_WHAT IS BEING ASKED_.
Give the material once more, word for word, without any images.

(A run of records)

◇ ◇ ◇ ◇

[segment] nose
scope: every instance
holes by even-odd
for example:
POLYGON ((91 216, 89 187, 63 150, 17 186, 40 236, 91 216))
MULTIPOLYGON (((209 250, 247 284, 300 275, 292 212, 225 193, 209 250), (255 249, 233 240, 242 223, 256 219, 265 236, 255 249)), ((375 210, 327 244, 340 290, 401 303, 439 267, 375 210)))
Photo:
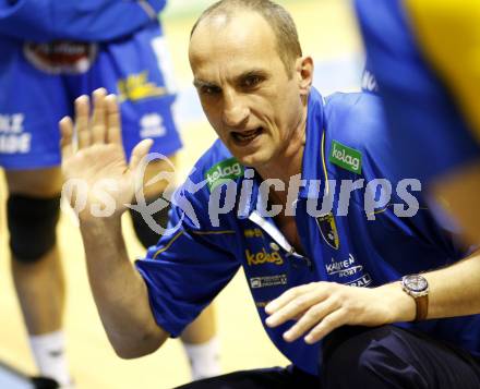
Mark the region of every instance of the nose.
POLYGON ((242 96, 235 92, 224 95, 223 121, 229 127, 240 126, 249 117, 250 110, 242 96))

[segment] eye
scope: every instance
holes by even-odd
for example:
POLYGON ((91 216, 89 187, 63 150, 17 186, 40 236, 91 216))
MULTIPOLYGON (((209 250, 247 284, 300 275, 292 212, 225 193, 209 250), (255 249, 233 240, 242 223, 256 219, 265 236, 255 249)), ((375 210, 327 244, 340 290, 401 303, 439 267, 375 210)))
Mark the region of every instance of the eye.
POLYGON ((256 85, 259 85, 264 78, 260 75, 249 75, 243 78, 243 86, 247 88, 252 88, 256 85))
POLYGON ((200 93, 206 96, 214 96, 220 94, 221 89, 218 86, 204 85, 200 88, 200 93))

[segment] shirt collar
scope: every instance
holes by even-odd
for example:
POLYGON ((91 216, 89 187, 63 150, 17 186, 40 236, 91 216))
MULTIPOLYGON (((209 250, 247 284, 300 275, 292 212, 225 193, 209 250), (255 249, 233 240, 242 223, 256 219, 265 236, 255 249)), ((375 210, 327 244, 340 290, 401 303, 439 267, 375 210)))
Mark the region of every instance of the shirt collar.
POLYGON ((299 191, 300 198, 317 197, 319 189, 312 186, 312 181, 321 180, 320 193, 323 192, 325 179, 325 156, 324 156, 324 104, 323 96, 312 87, 309 95, 307 113, 305 147, 302 160, 302 180, 307 185, 299 191))
MULTIPOLYGON (((305 147, 303 149, 302 159, 302 172, 301 178, 305 180, 307 185, 300 187, 299 197, 319 197, 319 193, 323 193, 324 189, 324 169, 325 158, 323 156, 323 136, 324 136, 324 98, 323 96, 312 87, 309 94, 308 108, 307 108, 307 124, 305 124, 305 147), (320 189, 310 189, 310 183, 313 180, 321 180, 320 189), (320 191, 320 192, 319 192, 320 191)), ((244 184, 247 179, 252 179, 252 196, 250 200, 240 202, 238 217, 239 219, 248 218, 255 209, 259 202, 259 186, 260 175, 250 168, 245 169, 244 175, 240 179, 240 186, 244 184), (248 171, 250 170, 250 173, 248 171), (252 171, 254 178, 252 179, 252 171), (249 174, 247 178, 245 174, 249 174)))

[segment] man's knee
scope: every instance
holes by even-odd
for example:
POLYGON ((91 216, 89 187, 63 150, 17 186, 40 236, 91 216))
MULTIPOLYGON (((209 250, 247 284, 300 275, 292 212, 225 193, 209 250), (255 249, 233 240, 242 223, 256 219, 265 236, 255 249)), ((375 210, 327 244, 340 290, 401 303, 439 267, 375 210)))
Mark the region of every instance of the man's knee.
POLYGON ((9 196, 7 218, 15 260, 35 263, 53 247, 59 210, 59 195, 50 198, 9 196))
POLYGON ((322 379, 325 388, 422 388, 407 332, 393 327, 346 327, 325 341, 322 379))

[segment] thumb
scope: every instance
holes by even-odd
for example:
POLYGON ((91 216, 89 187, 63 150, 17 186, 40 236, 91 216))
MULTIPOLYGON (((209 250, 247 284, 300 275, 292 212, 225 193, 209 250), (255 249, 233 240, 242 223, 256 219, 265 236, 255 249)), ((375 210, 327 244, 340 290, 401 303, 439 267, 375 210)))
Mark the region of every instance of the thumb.
POLYGON ((135 171, 140 161, 148 154, 153 144, 153 139, 144 139, 133 148, 129 165, 131 171, 135 171))

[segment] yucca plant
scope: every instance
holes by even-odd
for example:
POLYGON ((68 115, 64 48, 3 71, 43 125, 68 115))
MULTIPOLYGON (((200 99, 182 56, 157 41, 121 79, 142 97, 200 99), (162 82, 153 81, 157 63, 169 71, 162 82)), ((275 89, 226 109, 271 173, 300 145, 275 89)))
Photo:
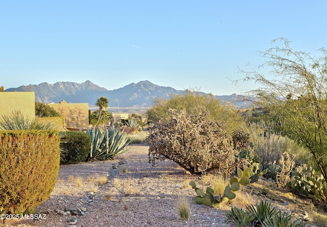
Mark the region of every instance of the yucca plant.
POLYGON ((251 226, 254 220, 254 215, 251 212, 241 208, 232 207, 230 212, 226 213, 228 221, 237 227, 251 226))
POLYGON ((50 122, 37 121, 35 117, 24 114, 19 110, 0 117, 0 130, 28 130, 54 129, 50 122))
POLYGON ((261 201, 254 207, 253 204, 246 205, 246 209, 253 214, 255 217, 256 223, 261 224, 266 218, 270 217, 275 211, 275 208, 266 200, 261 201))
MULTIPOLYGON (((91 149, 88 160, 112 159, 115 156, 128 151, 126 147, 130 140, 124 133, 120 133, 120 128, 110 127, 107 130, 104 125, 102 129, 87 127, 86 133, 91 137, 91 149)), ((83 131, 83 130, 82 130, 83 131)))
POLYGON ((306 223, 300 219, 292 221, 292 214, 279 210, 274 212, 262 223, 262 227, 305 227, 306 223))
POLYGON ((129 119, 127 121, 125 121, 124 125, 128 127, 135 127, 137 128, 139 126, 138 120, 136 119, 129 119))
POLYGON ((256 207, 246 206, 246 209, 232 208, 226 213, 226 220, 237 226, 305 227, 301 219, 292 220, 292 213, 277 209, 270 202, 262 200, 256 207))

◇ ◇ ◇ ◇

_CORRECT ANSWER_.
[segment] nose
scope: every instance
holes by even-odd
for example:
POLYGON ((91 216, 89 187, 63 150, 17 186, 40 236, 91 216))
MULTIPOLYGON (((209 250, 247 284, 300 275, 292 212, 225 193, 209 250), (255 249, 233 240, 242 223, 256 219, 265 236, 255 249)), ((375 210, 327 244, 340 290, 401 303, 439 267, 375 210)))
Photo:
Mark the region of every instance of the nose.
POLYGON ((242 96, 235 92, 224 95, 223 121, 229 127, 240 126, 249 117, 250 110, 242 96))

[segment] eye
scope: every instance
holes by even-odd
for example:
POLYGON ((91 216, 89 187, 63 150, 17 186, 40 236, 91 216))
MULTIPOLYGON (((209 250, 247 284, 300 275, 292 212, 225 193, 209 250), (255 249, 233 240, 242 223, 256 219, 265 236, 255 249)), ((375 210, 327 244, 340 290, 401 303, 439 267, 375 210)))
Mark the region of every instance of the eye.
POLYGON ((256 85, 259 85, 264 78, 260 75, 249 75, 243 78, 243 86, 247 88, 252 88, 256 85))
POLYGON ((200 93, 206 96, 214 96, 220 94, 221 89, 218 86, 204 85, 200 88, 200 93))

[segment] shirt collar
scope: every instance
holes by even-odd
for example:
POLYGON ((91 216, 89 187, 63 150, 17 186, 40 236, 91 216))
MULTIPOLYGON (((209 250, 247 284, 300 275, 292 212, 225 193, 209 250), (255 249, 233 240, 242 223, 256 219, 265 236, 255 249)), ((375 210, 327 244, 340 290, 401 303, 439 267, 375 210)))
Mark the region of every instance of the shirt collar.
POLYGON ((299 191, 300 198, 317 197, 319 189, 312 186, 312 181, 321 180, 320 193, 323 192, 325 179, 325 156, 324 156, 324 104, 323 96, 312 87, 309 95, 307 113, 305 147, 302 160, 302 180, 307 185, 299 191))
MULTIPOLYGON (((305 147, 303 149, 302 159, 302 172, 301 178, 305 180, 307 185, 300 187, 299 197, 319 197, 319 193, 323 193, 324 189, 324 169, 325 158, 323 156, 323 136, 324 136, 324 98, 323 96, 312 87, 309 94, 308 108, 307 108, 307 124, 305 124, 305 147), (320 189, 310 189, 310 183, 313 180, 321 180, 320 189), (320 191, 320 192, 319 192, 320 191)), ((244 184, 247 179, 252 179, 252 196, 250 200, 240 202, 238 217, 239 219, 248 218, 255 209, 259 202, 259 186, 260 175, 250 168, 245 169, 244 175, 240 179, 240 186, 244 184), (248 171, 250 170, 250 173, 248 171), (252 171, 254 178, 252 179, 252 171), (249 174, 247 178, 245 174, 249 174)))

[segment] man's knee
scope: every instance
holes by even-odd
for example:
POLYGON ((91 216, 89 187, 63 150, 17 186, 40 236, 91 216))
MULTIPOLYGON (((209 250, 247 284, 300 275, 292 212, 225 193, 209 250), (255 249, 233 240, 242 223, 256 219, 265 236, 255 249)), ((375 210, 327 244, 340 290, 401 303, 439 267, 375 210)))
Mark the region of every instance of the man's knee.
POLYGON ((9 196, 7 218, 15 260, 35 263, 53 247, 59 210, 59 195, 50 198, 9 196))
POLYGON ((322 379, 325 388, 422 388, 407 332, 393 327, 346 327, 325 341, 322 379))

[segment] thumb
scope: every instance
holes by even-odd
for example:
POLYGON ((91 216, 89 187, 63 150, 17 186, 40 236, 91 216))
MULTIPOLYGON (((209 250, 247 284, 300 275, 292 212, 225 193, 209 250), (255 249, 233 240, 242 223, 256 219, 265 236, 255 249)), ((375 210, 327 244, 340 290, 401 303, 439 267, 375 210)))
Mark the region of every instance of the thumb.
POLYGON ((135 171, 140 161, 148 154, 153 144, 153 139, 144 139, 133 148, 129 165, 131 171, 135 171))

[segment] yucca plant
scope: every instance
holes by even-odd
for example:
POLYGON ((68 115, 64 48, 3 71, 43 125, 68 115))
MULTIPOLYGON (((200 99, 182 56, 157 41, 121 79, 142 97, 200 99), (162 82, 153 81, 157 63, 169 71, 162 82)), ((275 89, 226 109, 271 173, 300 145, 275 89)))
Photo:
Mark the region of every instance of the yucca plant.
POLYGON ((251 226, 254 220, 254 215, 251 212, 241 208, 232 207, 230 212, 226 213, 228 221, 237 227, 251 226))
POLYGON ((50 122, 37 121, 35 117, 24 114, 19 110, 0 117, 0 130, 28 130, 54 129, 50 122))
POLYGON ((261 201, 254 207, 253 204, 246 205, 246 209, 253 214, 255 217, 256 223, 261 224, 266 218, 270 217, 275 211, 275 208, 266 200, 261 201))
MULTIPOLYGON (((91 149, 88 160, 112 159, 115 156, 128 151, 126 147, 130 140, 124 133, 120 133, 120 128, 110 127, 107 130, 104 125, 102 129, 87 127, 86 133, 91 137, 91 149)), ((83 131, 83 130, 82 130, 83 131)))
POLYGON ((306 223, 300 219, 292 221, 292 214, 279 210, 274 212, 262 223, 262 227, 305 227, 306 223))
POLYGON ((129 119, 127 121, 125 121, 124 125, 128 127, 135 127, 137 128, 139 126, 138 120, 136 119, 129 119))
POLYGON ((256 207, 246 206, 246 209, 232 208, 226 213, 226 220, 237 226, 305 227, 301 219, 292 220, 292 213, 277 209, 270 202, 262 200, 256 207))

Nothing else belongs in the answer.